━━━━━ Material supplied ━━━━━

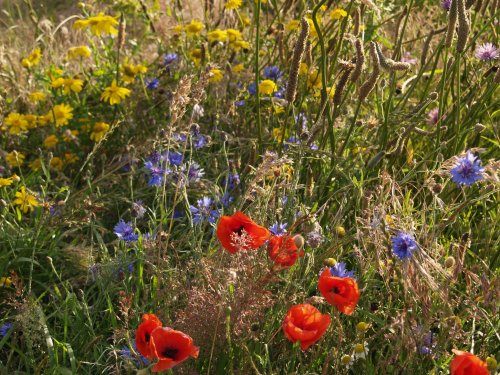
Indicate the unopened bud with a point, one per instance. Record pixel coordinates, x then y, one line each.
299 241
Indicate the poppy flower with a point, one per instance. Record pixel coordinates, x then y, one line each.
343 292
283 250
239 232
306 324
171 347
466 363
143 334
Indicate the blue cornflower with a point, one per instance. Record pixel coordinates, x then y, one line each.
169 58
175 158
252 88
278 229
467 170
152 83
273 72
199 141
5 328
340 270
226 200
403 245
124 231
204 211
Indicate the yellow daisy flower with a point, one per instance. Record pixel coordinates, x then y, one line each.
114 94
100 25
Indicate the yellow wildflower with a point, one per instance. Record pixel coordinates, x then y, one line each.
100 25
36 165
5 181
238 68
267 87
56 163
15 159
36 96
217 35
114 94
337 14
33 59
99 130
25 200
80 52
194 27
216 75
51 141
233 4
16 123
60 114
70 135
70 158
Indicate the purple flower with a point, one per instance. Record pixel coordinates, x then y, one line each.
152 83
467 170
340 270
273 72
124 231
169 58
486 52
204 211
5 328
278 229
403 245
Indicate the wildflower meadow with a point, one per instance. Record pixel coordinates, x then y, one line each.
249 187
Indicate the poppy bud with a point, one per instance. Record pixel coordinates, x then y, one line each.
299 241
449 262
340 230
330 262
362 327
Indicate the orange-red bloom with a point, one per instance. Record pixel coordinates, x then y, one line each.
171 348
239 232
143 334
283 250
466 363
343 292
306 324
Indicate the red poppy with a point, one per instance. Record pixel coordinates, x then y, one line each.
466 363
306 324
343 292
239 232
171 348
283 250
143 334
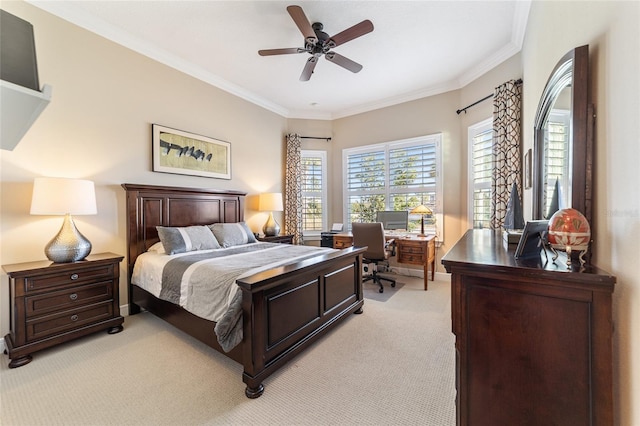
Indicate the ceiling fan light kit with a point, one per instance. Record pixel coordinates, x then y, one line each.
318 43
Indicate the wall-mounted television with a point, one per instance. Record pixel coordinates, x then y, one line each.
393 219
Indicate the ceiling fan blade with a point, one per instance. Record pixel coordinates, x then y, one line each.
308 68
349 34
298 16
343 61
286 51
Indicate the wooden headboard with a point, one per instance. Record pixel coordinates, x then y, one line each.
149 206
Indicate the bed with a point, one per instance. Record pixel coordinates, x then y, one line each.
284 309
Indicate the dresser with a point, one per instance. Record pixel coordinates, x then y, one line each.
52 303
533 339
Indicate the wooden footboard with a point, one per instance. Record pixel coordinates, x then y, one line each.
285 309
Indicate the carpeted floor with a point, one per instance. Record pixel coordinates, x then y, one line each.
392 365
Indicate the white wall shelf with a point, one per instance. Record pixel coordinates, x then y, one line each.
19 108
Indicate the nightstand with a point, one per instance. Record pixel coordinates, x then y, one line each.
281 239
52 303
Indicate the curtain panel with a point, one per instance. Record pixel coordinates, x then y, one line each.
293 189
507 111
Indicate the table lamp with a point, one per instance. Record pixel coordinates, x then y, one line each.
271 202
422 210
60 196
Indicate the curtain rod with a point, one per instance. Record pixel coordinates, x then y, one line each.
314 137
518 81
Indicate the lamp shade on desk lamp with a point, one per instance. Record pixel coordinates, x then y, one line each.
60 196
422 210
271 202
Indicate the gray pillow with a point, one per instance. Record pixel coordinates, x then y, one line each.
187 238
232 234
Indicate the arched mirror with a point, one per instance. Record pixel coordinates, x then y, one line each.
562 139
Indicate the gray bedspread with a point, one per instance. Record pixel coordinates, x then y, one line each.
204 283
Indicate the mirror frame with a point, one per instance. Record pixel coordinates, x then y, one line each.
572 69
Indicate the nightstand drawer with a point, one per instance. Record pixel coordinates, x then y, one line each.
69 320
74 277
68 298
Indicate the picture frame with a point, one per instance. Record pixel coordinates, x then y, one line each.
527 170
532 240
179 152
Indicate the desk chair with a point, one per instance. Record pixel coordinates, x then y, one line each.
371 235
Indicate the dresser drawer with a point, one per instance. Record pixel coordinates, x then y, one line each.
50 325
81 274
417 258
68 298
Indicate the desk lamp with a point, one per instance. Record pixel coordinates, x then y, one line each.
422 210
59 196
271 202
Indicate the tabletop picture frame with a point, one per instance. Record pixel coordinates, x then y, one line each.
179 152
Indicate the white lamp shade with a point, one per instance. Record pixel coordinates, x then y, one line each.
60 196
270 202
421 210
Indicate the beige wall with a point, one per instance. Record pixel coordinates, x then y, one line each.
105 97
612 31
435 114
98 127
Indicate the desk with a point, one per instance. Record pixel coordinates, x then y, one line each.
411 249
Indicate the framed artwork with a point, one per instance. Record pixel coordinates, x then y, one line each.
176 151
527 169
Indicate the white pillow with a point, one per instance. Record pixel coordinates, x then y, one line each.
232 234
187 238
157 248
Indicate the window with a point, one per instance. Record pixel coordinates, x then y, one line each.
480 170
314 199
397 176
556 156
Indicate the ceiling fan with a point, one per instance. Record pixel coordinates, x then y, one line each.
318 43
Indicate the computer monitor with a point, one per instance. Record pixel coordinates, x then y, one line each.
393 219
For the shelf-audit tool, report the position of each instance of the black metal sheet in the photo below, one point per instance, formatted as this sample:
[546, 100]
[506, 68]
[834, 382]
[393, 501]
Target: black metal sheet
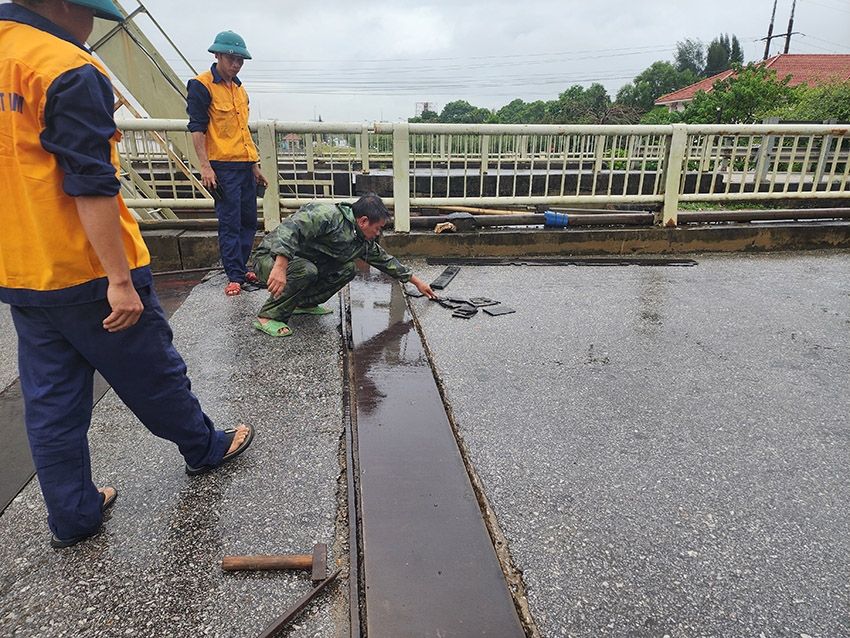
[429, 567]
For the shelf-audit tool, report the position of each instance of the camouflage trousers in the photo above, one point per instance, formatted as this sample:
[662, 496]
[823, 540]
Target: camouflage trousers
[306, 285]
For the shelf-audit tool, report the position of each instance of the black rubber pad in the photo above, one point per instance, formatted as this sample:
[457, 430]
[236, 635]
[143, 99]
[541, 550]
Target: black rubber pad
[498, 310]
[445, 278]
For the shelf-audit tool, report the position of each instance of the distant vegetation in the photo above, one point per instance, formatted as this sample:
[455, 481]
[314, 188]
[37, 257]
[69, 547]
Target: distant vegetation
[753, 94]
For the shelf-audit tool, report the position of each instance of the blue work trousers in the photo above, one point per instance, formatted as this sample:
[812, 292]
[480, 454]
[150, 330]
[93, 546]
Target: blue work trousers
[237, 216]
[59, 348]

━━━━━
━━━━━ Material supplied ━━━━━

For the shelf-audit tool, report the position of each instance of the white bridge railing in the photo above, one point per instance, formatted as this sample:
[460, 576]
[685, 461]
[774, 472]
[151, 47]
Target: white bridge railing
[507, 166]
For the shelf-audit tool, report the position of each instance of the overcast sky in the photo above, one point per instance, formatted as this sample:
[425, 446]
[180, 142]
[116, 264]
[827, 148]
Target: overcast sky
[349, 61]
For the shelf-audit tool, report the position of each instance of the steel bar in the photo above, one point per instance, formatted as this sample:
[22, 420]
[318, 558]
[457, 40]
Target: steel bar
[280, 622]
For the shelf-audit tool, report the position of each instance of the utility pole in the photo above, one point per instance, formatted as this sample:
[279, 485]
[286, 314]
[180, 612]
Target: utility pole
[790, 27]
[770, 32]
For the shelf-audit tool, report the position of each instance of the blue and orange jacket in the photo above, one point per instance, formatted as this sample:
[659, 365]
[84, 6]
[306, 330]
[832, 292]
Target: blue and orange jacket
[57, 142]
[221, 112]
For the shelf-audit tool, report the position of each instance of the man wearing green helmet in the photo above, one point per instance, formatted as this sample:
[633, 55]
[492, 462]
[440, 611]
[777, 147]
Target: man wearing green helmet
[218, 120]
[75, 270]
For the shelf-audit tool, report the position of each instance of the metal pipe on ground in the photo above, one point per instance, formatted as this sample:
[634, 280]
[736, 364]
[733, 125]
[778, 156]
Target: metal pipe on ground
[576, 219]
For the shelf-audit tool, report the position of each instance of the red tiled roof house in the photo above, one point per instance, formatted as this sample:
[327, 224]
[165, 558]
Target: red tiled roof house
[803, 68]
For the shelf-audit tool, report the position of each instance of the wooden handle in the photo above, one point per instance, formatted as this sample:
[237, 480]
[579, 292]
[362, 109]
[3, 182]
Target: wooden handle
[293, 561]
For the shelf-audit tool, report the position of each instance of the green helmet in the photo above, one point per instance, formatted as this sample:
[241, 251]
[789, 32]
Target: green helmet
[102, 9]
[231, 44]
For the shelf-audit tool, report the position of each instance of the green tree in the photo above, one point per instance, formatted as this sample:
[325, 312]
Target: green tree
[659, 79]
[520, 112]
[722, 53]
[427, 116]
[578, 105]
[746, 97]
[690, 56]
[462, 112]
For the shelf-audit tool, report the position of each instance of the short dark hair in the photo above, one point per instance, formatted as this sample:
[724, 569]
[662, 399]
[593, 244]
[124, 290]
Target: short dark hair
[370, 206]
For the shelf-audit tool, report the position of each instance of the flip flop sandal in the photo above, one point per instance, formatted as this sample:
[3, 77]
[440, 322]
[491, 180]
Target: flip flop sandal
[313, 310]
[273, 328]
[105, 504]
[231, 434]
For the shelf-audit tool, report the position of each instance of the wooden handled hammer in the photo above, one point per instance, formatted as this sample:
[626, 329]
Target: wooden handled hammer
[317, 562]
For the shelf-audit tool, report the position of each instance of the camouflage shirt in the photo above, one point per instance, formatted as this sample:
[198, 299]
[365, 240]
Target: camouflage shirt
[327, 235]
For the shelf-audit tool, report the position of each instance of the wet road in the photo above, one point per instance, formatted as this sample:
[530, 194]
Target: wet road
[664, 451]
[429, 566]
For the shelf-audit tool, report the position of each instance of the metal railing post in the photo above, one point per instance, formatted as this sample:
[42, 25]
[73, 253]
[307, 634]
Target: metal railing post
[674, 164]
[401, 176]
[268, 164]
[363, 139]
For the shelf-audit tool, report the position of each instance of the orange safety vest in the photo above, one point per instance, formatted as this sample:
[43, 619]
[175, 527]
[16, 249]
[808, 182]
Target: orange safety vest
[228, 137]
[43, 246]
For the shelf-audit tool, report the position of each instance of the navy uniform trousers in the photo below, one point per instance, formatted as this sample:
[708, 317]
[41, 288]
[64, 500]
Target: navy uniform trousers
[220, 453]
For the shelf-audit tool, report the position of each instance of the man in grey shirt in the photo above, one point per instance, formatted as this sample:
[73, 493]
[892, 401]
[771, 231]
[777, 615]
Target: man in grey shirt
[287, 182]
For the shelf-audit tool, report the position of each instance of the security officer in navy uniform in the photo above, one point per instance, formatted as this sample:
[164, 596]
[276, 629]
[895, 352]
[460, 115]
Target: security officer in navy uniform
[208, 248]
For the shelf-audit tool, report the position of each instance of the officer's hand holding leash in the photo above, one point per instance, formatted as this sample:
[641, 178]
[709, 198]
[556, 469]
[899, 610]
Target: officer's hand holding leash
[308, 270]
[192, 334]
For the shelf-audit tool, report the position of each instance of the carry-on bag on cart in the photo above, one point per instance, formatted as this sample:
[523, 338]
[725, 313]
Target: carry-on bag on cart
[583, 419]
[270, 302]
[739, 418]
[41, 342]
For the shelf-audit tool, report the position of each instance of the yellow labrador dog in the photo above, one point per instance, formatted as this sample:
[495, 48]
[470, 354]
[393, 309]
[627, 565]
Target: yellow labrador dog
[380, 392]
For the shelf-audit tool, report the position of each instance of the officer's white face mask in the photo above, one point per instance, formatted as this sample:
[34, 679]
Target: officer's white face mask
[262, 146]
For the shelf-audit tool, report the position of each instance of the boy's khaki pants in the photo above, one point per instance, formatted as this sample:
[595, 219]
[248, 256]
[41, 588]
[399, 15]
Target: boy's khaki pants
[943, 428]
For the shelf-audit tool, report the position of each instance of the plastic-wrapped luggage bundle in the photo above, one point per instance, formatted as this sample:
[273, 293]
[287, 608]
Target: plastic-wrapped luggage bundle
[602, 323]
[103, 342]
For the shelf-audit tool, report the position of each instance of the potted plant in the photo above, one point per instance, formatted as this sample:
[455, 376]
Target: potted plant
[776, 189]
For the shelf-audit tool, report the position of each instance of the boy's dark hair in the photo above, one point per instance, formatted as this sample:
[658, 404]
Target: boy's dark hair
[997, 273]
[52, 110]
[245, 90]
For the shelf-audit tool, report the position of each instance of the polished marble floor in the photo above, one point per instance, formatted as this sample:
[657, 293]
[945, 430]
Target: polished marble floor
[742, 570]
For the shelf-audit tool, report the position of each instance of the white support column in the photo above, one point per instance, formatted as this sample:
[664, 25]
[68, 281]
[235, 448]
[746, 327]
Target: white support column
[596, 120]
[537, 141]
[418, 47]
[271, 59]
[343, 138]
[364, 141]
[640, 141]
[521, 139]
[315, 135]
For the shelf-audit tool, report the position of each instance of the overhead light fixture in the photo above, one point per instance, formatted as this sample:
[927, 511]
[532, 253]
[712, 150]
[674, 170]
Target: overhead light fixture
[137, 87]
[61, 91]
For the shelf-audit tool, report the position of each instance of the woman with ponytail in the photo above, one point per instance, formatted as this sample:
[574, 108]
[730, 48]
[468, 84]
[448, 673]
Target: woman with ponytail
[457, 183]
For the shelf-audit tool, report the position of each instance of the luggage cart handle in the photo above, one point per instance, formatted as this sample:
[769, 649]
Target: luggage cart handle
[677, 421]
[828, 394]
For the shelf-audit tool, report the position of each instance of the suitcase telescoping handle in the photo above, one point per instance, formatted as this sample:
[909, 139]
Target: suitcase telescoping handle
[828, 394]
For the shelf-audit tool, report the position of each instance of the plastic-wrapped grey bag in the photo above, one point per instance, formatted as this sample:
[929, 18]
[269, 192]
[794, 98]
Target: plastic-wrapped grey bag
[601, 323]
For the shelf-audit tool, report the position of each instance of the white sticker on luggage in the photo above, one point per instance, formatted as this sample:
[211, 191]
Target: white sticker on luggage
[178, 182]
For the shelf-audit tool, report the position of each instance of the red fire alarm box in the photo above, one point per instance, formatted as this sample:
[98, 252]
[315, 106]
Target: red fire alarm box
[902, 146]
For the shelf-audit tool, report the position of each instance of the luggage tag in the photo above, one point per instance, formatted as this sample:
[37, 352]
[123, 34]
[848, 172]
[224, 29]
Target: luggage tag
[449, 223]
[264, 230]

━━━━━
━━━━━ Material supplied ━━━━━

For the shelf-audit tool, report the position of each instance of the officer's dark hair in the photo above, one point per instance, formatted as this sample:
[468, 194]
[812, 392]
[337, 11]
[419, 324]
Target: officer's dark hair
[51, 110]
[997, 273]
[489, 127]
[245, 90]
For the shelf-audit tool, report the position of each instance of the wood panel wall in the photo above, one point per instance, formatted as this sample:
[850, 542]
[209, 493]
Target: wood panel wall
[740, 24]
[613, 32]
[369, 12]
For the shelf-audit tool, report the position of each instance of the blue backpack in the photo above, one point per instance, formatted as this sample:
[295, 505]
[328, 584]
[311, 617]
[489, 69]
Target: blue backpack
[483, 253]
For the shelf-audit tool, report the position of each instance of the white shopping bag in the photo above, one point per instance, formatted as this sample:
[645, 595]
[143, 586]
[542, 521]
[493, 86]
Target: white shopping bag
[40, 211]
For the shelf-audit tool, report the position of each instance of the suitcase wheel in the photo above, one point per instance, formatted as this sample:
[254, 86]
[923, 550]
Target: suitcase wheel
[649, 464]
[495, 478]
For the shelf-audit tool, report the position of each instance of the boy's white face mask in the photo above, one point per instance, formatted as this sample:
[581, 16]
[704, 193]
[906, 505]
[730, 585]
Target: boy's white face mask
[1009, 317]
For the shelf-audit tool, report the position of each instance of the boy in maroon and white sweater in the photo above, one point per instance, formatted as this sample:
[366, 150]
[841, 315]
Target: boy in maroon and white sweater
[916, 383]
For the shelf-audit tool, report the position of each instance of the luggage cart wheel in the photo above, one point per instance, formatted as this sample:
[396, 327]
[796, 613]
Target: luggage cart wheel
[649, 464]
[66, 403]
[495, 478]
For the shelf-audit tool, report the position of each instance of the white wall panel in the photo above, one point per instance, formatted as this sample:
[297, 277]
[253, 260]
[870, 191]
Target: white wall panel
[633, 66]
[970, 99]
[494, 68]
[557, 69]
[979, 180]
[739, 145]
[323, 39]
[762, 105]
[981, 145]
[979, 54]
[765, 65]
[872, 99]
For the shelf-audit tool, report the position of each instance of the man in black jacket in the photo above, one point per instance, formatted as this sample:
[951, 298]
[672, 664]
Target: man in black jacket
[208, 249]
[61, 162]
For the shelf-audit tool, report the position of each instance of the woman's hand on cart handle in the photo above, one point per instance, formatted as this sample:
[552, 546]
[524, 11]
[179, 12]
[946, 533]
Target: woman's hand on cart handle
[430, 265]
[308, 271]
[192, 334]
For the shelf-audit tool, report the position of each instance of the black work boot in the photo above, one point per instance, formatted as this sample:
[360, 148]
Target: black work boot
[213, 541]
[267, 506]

━━━━━

→ **Work instruction**:
Across the entries above, how many lines include "below"? State only that number.

→ **Answer space**:
2